What is needed: Examine the data below and state how many lines contain "building", offering no other words.

*** Opening Information shown ***

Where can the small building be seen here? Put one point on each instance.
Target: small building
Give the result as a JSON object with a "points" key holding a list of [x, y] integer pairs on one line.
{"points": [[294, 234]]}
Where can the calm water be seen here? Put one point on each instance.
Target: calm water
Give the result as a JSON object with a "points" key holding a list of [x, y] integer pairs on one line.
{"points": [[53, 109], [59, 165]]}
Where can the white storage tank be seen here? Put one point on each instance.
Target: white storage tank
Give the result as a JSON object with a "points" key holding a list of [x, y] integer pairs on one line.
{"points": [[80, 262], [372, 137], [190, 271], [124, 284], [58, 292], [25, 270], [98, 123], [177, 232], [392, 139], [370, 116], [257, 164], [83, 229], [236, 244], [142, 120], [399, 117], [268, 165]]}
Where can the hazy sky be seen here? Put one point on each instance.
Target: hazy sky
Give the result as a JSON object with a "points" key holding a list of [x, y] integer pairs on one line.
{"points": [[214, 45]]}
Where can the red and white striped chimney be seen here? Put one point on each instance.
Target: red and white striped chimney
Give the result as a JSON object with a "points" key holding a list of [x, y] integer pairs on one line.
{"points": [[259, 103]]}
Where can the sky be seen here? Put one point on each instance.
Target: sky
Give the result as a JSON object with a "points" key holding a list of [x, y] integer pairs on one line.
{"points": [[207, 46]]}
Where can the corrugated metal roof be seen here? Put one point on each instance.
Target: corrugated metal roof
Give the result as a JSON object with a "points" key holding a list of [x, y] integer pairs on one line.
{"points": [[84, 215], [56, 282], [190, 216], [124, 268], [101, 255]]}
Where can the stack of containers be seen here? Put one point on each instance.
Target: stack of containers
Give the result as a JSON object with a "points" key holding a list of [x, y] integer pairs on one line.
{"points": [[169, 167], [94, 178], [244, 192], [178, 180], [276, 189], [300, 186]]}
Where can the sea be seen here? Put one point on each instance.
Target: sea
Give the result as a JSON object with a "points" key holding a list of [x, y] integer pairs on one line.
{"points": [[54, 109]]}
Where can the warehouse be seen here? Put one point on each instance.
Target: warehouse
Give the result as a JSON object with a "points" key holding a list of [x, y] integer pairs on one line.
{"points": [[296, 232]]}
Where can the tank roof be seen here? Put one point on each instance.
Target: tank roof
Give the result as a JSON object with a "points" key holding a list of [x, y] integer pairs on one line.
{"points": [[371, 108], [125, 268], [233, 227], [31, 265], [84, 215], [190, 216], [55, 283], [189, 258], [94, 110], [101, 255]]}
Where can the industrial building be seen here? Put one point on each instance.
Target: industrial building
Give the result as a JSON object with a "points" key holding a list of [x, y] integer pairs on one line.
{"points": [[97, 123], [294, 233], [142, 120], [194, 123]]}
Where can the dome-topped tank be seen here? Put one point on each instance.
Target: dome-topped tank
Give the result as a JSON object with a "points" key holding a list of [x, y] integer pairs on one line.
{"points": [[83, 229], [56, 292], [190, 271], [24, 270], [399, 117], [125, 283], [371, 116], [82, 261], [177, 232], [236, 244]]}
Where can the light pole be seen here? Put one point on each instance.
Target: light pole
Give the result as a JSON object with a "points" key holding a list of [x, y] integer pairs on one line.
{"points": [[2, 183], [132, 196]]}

*** Closing Information shown ***

Finished task: 4